PASSAGE PROVIDED:
Outside, the conclave of cardinals had grown to two dozen, scarlet emissaries there to give Dad’s cousin permission to tell me what happened, who the mother was, where she went, why Dad didn’t marry her. But the sliding glass doors remained closed, and the cheer-cheer-cheer went unheard. Jo Nell stood fast in her loyalty to Dad’s wish when he was alive to protect his secrets, and I presume to my mother even though Mom had what I used to call a long-hanging-down nose.
My patience worn thin, I asked her to tell me about Dad.
“Oh, your dad was ornery.” But to know how ornery I’d have to ask his high school buddies, the ones he got in trouble with.
“What do you know about Dad’s time in the Air Force?”
“I was in Germany then,” she said too quickly. “I wasn’t close to your dad.”
Only minutes earlier Jo Nell had said she arrived right around the time of her adopted daughter’s birth, which I well knew was a month after mine. If I’d felt impatience and frustration before, now I was annoyed. I called her on her blatant lie.
“You said you arrived in Germany in 1957.”
“That’s right.”
“My older brother would have been born in 1955 or 1956.”
I had documentation to prove Dad left the Air Force in 1955, and Mom had said the woman came to Tulsa to hide the pregnancy from her family and give the baby up for adoption.

AVAILABLE DATA:
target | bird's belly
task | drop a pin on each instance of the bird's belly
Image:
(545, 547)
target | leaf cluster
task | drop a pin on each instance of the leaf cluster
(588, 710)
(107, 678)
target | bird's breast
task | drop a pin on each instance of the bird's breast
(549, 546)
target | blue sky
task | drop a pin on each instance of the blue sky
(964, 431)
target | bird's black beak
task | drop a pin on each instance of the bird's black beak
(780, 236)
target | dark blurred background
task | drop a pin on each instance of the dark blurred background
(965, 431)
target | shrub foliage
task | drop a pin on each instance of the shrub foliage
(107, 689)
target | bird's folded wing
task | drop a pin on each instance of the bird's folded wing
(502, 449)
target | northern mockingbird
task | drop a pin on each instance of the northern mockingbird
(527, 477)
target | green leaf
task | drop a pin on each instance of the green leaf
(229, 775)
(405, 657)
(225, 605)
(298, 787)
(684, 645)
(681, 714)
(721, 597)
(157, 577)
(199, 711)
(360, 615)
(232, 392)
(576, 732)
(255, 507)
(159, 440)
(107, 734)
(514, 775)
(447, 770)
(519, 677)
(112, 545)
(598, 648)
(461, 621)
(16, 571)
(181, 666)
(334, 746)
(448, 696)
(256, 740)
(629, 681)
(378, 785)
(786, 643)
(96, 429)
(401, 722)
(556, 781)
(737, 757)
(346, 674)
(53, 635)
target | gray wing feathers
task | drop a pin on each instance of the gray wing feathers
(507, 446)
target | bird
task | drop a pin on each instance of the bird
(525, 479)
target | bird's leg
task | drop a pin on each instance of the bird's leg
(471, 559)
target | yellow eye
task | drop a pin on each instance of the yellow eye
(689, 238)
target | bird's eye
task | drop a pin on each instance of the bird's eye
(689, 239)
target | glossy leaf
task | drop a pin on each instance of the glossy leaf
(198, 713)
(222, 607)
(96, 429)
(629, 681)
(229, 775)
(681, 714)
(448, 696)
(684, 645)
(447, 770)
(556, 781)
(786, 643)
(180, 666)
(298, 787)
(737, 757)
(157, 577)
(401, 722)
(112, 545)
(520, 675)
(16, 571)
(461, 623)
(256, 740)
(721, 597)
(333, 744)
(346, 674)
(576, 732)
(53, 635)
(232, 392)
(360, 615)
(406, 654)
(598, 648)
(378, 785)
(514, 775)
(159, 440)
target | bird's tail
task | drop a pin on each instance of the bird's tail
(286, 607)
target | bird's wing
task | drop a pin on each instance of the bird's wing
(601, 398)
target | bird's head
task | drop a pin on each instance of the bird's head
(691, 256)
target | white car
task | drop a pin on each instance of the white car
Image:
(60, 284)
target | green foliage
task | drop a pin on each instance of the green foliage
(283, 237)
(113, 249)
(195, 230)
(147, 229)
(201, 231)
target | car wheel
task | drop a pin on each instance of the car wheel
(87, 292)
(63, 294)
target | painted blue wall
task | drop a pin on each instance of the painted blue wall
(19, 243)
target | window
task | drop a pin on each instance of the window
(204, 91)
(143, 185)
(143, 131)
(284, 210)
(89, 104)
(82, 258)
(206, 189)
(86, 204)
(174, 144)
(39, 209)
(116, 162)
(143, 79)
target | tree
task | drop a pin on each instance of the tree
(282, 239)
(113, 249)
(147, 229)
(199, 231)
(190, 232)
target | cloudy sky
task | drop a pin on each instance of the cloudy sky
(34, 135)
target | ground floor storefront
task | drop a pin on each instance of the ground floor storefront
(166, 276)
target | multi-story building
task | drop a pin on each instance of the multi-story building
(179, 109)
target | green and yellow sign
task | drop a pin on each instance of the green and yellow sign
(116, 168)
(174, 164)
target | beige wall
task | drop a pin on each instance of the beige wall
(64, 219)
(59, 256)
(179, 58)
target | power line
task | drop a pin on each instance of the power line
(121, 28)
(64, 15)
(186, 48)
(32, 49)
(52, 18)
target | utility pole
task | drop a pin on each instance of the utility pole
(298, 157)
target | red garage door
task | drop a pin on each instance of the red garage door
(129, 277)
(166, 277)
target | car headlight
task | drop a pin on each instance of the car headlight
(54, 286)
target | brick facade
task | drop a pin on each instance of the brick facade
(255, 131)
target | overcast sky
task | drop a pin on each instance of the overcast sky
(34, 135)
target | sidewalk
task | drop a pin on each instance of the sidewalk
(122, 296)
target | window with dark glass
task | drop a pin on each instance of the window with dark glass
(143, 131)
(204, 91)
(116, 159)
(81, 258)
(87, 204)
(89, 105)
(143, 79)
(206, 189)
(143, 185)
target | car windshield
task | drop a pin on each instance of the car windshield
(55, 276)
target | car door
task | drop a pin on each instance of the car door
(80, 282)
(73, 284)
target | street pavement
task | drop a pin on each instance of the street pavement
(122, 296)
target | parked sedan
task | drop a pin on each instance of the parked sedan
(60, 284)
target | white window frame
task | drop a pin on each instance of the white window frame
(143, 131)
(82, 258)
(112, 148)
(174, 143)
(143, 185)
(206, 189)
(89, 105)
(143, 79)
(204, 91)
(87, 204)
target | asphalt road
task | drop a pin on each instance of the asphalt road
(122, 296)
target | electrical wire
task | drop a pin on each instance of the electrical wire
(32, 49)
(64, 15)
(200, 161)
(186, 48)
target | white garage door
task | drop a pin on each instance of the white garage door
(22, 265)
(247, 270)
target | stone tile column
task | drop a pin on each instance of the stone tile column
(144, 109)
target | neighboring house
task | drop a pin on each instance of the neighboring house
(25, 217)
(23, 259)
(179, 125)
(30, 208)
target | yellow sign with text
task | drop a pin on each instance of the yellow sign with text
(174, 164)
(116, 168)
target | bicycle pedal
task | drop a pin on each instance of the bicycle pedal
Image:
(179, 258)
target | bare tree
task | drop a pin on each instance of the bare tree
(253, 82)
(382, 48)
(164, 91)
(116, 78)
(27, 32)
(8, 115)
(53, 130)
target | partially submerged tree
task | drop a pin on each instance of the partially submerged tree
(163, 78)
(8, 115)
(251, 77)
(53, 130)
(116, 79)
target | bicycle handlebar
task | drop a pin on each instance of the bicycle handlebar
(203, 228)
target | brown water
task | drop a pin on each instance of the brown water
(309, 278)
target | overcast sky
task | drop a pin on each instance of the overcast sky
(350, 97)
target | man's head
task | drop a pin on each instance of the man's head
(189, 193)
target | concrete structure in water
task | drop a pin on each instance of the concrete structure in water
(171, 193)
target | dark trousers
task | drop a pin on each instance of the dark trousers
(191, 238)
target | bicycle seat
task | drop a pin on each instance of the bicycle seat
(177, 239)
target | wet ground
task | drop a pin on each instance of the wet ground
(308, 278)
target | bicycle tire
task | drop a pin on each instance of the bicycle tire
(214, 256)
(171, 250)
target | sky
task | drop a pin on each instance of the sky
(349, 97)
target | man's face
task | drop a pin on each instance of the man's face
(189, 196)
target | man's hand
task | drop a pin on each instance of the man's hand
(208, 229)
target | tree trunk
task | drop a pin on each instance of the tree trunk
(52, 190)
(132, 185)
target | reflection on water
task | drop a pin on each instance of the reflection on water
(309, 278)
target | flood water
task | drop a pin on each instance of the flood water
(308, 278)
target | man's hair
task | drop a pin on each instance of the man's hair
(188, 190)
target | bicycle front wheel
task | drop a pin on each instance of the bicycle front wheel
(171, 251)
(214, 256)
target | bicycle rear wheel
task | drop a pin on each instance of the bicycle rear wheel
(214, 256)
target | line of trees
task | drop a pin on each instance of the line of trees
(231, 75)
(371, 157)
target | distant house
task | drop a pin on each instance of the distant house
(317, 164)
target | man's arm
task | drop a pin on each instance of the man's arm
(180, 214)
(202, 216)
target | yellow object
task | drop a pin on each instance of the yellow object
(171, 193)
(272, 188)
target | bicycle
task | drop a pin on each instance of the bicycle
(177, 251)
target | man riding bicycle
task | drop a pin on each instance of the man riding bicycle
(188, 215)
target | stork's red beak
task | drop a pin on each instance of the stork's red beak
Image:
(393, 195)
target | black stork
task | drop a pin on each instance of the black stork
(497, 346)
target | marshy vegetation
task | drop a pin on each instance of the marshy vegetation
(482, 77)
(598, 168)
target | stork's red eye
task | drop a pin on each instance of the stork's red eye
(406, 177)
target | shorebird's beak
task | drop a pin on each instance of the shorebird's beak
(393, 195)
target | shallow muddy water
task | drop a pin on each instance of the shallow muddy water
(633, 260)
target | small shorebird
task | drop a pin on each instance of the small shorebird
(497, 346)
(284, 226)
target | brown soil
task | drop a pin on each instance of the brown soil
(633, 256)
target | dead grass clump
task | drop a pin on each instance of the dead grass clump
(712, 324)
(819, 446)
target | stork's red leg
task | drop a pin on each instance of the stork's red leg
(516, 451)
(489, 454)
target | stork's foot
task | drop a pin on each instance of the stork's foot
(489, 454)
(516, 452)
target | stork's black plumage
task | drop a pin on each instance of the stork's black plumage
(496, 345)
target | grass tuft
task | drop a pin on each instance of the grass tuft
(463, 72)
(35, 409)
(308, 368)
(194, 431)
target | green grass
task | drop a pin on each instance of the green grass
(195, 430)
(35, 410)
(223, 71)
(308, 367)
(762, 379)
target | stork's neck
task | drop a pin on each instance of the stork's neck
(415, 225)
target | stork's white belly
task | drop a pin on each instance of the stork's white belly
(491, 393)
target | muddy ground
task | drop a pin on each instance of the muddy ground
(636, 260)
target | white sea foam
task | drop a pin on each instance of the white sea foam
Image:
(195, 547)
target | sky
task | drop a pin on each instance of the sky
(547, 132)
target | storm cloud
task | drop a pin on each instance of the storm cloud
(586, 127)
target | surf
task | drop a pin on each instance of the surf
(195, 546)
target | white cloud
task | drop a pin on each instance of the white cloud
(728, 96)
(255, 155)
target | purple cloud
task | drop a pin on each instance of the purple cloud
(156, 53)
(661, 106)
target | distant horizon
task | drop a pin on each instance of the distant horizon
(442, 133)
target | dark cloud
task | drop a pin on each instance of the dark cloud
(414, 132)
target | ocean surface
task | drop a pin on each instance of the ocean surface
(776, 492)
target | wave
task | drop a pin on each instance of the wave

THE PROBLEM:
Could you transcribe the passage about Jo Nell word for word, from "Only minutes earlier" to "her blatant lie."?

COMPLETED TASK:
Only minutes earlier Jo Nell had said she arrived right around the time of her adopted daughter’s birth, which I well knew was a month after mine. If I’d felt impatience and frustration before, now I was annoyed. I called her on her blatant lie.